WORK INSTRUCTION:
All entries below need to be written out exactly, but without their pictures.

DATA PROVIDED:

○ ○ ○ ○ ○ ○ ○

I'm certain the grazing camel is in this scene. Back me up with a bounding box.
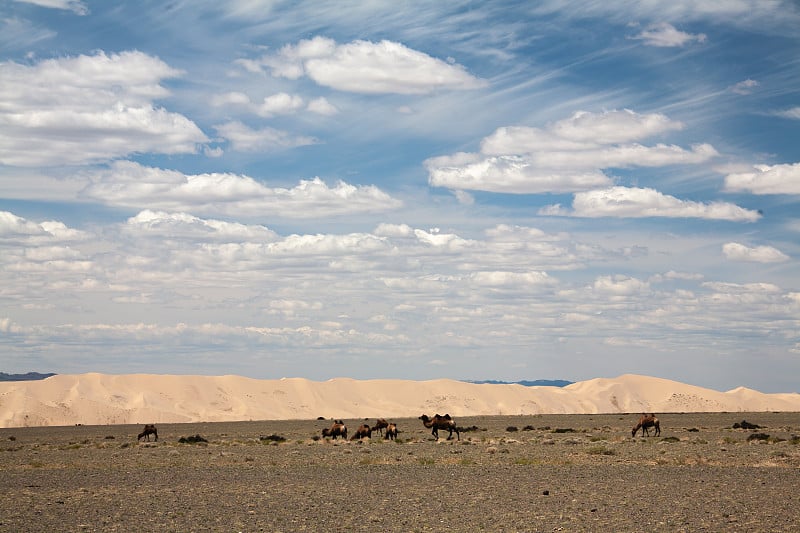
[351,424,372,440]
[137,424,158,442]
[384,422,398,440]
[372,418,389,437]
[419,414,460,440]
[632,414,661,437]
[322,420,347,440]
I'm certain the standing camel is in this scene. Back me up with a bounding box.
[137,424,158,442]
[419,414,460,440]
[322,420,348,440]
[351,424,372,440]
[632,414,660,437]
[372,418,389,437]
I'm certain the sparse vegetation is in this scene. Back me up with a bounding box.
[586,445,615,456]
[2,413,799,531]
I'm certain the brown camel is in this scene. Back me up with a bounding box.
[384,422,398,440]
[632,413,660,437]
[322,420,347,440]
[351,424,372,440]
[372,418,389,437]
[137,424,158,442]
[419,413,459,440]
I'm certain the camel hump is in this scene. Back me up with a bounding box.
[443,414,452,420]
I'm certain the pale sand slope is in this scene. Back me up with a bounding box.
[0,372,799,428]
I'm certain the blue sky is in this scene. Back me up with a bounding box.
[1,1,799,392]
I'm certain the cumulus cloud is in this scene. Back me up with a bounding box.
[124,210,279,242]
[540,186,761,222]
[630,22,707,47]
[722,242,789,263]
[80,161,402,218]
[426,153,612,194]
[214,121,318,152]
[724,162,800,194]
[239,36,487,94]
[212,91,306,118]
[425,109,717,194]
[0,51,208,166]
[306,97,339,116]
[0,210,87,242]
[592,275,649,296]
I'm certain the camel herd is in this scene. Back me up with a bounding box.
[135,413,663,444]
[321,418,399,441]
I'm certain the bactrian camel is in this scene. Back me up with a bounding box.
[419,413,459,440]
[372,418,389,437]
[632,414,660,437]
[137,424,158,442]
[322,420,348,440]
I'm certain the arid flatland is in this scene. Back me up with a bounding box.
[1,412,799,532]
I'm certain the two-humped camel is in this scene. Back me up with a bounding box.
[419,414,459,440]
[372,418,389,437]
[351,423,372,440]
[137,424,158,442]
[322,420,348,440]
[632,413,660,437]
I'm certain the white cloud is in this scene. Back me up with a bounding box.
[630,22,707,47]
[0,51,207,166]
[125,210,279,242]
[211,91,251,107]
[0,210,87,242]
[541,186,762,222]
[775,107,800,119]
[722,242,789,263]
[469,271,556,289]
[306,97,339,116]
[547,109,684,145]
[214,121,317,152]
[212,91,306,117]
[255,93,305,117]
[592,275,649,296]
[244,36,487,94]
[80,161,402,218]
[426,153,612,193]
[12,0,88,15]
[724,162,800,194]
[730,79,759,95]
[426,109,717,195]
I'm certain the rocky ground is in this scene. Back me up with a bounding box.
[1,412,799,532]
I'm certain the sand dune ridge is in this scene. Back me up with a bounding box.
[0,372,798,427]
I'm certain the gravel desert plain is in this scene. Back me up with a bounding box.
[1,412,799,532]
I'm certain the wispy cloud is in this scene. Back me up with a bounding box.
[12,0,88,15]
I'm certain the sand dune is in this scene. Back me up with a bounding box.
[0,372,798,428]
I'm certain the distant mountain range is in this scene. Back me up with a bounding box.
[1,373,572,387]
[466,379,573,387]
[0,372,56,382]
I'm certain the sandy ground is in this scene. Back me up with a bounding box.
[1,412,799,532]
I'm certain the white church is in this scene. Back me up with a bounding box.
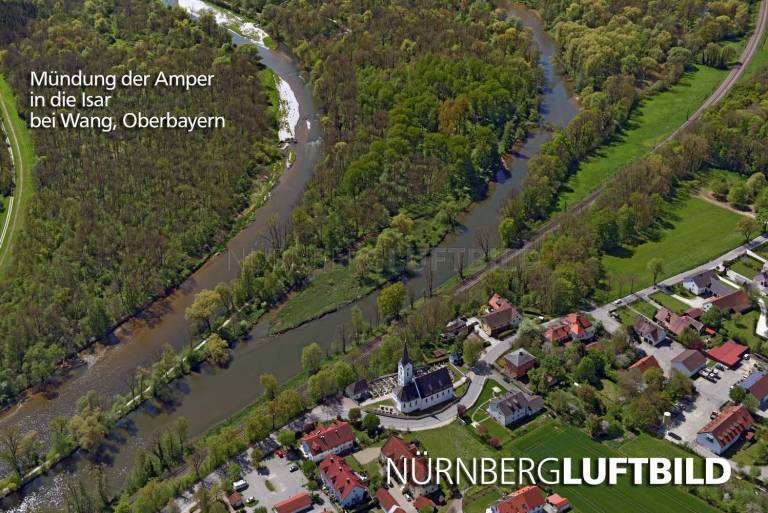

○ ○ ○ ○ ○ ○ ○

OUTPUT OF THE EXERCISE:
I'm certain the grazing camel is in this scene. Back me up with a bounding box.
[351,424,372,440]
[137,424,158,442]
[384,422,398,440]
[372,418,389,437]
[419,414,460,440]
[632,414,661,437]
[322,420,347,440]
I'm certain the standing camel is in this scene. Back me up with a bounding box.
[137,424,158,442]
[419,414,460,440]
[322,420,348,440]
[351,424,372,440]
[632,414,660,437]
[372,418,389,437]
I'm certain the sparse vegetation is in this scene. Back me up with a bounding box.
[586,445,615,456]
[2,413,799,531]
I'm certain the brown camel is in this scene. Back me up with a bounding box.
[384,422,398,440]
[632,413,660,437]
[322,420,347,440]
[351,424,372,440]
[372,418,389,437]
[137,424,158,442]
[419,413,459,440]
I'm certain the camel hump is in this scene. Back me up with a bounding box.
[443,414,452,420]
I'm certain the pale sand slope is in this scene. Back me up with a bounding box.
[0,372,799,428]
I'm certain the blue sky is in this scene. Back me up with a bounding box.
[1,1,799,392]
I'm certain the cumulus cloud is in this scene. Back me up with a bounding box.
[124,210,279,242]
[540,186,761,222]
[630,22,707,47]
[722,242,789,263]
[80,161,402,218]
[426,153,612,194]
[214,121,318,152]
[724,162,800,194]
[239,36,487,94]
[212,91,306,118]
[425,109,717,194]
[0,51,208,166]
[306,97,339,116]
[0,210,87,242]
[592,275,649,296]
I'm certain the camel herd is in this scene. Back me up with a bounding box.
[135,413,663,444]
[321,418,399,441]
I'm certain the bactrian camel is in this scene. Back me up with a bounding box.
[419,413,459,440]
[372,418,389,437]
[632,414,660,437]
[137,424,158,442]
[322,420,348,440]
I'm certain the arid flatland is in this scene. Back me up with a bounding box.
[1,412,799,532]
I'm certain the two-humped camel is in this scene. Back me up with a bounding box.
[419,414,459,440]
[372,418,389,437]
[351,423,372,440]
[137,424,158,442]
[322,420,348,440]
[632,413,660,437]
I'm certain the white cloud is in this scene. Back me up with a bounding box.
[630,22,707,47]
[0,51,207,166]
[125,210,279,242]
[211,91,251,107]
[0,210,87,242]
[541,186,762,222]
[775,107,800,119]
[722,242,789,263]
[469,271,556,289]
[306,97,339,116]
[547,109,684,145]
[214,121,317,152]
[212,91,306,117]
[255,93,305,117]
[592,275,649,296]
[244,36,487,94]
[80,161,402,218]
[426,153,612,193]
[12,0,88,15]
[724,162,800,194]
[730,79,759,95]
[426,109,717,195]
I'm certain the rocky ground is in this scene. Back me up with a bounding box.
[1,412,799,532]
I'm certain the sand dune ridge is in this scene. Back me up with a bounding box.
[0,372,798,427]
I'm certain the gravel desert plain is in this scene. Back me up with a bounding box.
[1,412,799,532]
I'm certain the wispy cloud is in this scene. Back me up with a bounding box.
[12,0,88,15]
I'm certain the sand dune is in this scene. Back me up with a bounding box.
[0,372,798,428]
I'm certain the distant mountain range is in this scene. Back me up with a bounding box.
[1,373,572,387]
[466,379,573,387]
[0,372,56,382]
I'm certain the sandy ground is in this scene. Back me up with a bounding box.
[1,412,799,532]
I'm certain the white church is in this scene. Back me up with a bounding box.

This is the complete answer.